**WHAT IS NEEDED:** The answer must consist of every line from the data that holds "then".

**Records from a collection:**
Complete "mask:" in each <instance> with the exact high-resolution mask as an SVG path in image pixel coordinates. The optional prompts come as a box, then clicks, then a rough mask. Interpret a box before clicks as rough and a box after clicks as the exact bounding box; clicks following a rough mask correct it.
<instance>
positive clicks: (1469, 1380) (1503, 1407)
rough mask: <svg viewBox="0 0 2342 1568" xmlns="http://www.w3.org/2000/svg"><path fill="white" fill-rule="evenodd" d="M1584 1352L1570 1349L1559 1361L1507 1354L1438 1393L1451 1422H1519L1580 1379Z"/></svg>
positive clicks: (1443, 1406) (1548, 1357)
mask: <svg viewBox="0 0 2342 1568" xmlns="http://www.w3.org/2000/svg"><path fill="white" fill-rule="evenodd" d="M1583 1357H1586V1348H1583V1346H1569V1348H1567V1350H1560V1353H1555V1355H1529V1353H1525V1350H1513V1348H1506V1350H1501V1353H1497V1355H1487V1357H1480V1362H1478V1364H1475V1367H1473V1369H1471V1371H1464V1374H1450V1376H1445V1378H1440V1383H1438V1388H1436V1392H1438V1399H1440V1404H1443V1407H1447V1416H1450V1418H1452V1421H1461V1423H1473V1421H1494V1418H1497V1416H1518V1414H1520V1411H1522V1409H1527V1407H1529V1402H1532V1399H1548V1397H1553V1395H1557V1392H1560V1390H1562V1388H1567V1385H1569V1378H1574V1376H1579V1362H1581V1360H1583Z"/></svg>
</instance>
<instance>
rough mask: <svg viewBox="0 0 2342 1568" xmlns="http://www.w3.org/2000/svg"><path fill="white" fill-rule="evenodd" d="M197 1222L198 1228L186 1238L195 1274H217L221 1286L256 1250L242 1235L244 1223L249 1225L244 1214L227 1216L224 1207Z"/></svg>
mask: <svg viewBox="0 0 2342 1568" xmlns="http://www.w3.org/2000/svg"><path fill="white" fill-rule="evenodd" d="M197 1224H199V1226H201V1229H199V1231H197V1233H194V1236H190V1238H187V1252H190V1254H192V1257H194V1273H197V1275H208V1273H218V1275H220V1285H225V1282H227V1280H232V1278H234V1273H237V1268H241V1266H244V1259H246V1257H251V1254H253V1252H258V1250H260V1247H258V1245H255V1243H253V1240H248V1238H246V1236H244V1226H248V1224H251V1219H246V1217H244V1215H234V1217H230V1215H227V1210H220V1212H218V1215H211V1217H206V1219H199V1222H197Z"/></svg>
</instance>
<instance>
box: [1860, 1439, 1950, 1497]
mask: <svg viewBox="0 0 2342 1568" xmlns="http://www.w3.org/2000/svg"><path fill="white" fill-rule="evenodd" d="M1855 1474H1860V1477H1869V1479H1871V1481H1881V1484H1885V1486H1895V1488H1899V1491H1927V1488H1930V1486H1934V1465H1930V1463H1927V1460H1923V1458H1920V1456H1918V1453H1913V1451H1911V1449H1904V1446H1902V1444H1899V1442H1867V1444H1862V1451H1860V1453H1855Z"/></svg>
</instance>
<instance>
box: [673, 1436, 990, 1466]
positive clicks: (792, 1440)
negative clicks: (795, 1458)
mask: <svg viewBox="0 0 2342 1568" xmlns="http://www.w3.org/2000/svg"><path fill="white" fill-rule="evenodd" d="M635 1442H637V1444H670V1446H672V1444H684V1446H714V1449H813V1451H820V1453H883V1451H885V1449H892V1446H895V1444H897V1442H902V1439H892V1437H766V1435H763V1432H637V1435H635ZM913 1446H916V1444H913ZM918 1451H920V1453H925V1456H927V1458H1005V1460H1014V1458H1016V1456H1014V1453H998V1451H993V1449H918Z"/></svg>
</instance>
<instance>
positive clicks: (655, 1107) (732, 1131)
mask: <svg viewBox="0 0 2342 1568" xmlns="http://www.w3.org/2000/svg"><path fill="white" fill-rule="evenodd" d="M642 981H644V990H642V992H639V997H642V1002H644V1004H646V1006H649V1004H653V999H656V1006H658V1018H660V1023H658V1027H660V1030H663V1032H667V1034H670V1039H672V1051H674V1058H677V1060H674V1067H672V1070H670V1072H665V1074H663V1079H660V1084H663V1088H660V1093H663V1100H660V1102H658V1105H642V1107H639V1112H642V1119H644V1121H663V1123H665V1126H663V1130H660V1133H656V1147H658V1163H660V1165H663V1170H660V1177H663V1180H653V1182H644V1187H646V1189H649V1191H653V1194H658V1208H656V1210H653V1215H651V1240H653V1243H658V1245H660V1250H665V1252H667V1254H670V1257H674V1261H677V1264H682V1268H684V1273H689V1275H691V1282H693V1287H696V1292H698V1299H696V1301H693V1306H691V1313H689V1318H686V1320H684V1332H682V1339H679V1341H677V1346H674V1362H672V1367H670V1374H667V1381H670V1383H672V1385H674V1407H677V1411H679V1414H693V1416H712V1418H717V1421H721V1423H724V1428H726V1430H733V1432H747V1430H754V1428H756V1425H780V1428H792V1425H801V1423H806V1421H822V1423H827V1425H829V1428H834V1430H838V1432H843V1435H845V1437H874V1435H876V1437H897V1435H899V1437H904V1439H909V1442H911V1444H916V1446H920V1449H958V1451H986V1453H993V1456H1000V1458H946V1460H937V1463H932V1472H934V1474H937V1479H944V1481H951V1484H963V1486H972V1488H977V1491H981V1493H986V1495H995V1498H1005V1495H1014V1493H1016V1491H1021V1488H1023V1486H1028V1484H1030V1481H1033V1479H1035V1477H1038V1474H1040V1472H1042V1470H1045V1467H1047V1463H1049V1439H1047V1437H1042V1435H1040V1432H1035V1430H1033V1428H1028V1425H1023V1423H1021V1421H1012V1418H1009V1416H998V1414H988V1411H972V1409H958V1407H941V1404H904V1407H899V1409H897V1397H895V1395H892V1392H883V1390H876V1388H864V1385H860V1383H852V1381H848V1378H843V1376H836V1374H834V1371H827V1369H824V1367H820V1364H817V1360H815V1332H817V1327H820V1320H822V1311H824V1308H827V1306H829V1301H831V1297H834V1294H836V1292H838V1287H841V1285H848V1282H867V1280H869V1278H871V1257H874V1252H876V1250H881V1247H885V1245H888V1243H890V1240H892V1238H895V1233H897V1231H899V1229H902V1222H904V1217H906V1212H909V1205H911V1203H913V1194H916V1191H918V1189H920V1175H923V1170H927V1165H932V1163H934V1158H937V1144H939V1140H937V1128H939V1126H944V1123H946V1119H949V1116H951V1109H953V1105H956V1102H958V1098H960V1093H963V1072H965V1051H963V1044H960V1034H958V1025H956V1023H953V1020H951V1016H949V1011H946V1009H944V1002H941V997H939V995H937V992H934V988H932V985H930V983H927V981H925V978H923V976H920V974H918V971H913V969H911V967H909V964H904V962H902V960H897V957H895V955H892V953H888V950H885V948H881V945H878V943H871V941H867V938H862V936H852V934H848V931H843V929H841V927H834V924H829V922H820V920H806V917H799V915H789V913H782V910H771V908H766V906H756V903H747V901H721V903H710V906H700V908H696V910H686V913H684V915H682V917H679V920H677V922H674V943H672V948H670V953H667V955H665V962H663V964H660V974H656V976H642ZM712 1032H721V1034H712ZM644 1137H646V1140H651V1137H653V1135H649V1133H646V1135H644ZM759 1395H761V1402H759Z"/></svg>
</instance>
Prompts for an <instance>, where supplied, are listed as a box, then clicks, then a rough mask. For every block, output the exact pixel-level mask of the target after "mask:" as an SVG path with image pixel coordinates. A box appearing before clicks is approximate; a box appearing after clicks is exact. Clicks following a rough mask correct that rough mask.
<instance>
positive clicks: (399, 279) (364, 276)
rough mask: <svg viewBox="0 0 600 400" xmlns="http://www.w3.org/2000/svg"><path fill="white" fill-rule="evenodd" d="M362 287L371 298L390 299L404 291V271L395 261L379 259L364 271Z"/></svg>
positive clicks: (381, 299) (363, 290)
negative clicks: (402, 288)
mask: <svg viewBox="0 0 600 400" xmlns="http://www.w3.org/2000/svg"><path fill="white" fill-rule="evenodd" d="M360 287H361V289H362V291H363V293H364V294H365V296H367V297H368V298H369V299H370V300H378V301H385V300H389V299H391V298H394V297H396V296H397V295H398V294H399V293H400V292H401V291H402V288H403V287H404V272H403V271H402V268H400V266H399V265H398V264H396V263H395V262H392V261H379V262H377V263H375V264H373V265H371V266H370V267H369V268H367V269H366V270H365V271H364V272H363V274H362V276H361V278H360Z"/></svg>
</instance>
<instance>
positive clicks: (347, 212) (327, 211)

**ANSWER:**
Complete "mask:" in each <instance> with the exact high-resolution mask as an SVG path in image pixel coordinates. The optional prompts come as a box, then clicks, then a rough mask. Interpret a box before clicks as rough and a box after clicks as the exact bounding box; clicks following a rough mask correct it.
Prompts for an <instance>, where supplied, are listed as a box, then clicks, then a rough mask. For every block, output the exact pixel-level mask of the target after "mask:" as an SVG path with image pixel coordinates. A box appearing before clicks is approximate; a box appearing after clicks is exact. Clicks following a rough mask correct that rough mask.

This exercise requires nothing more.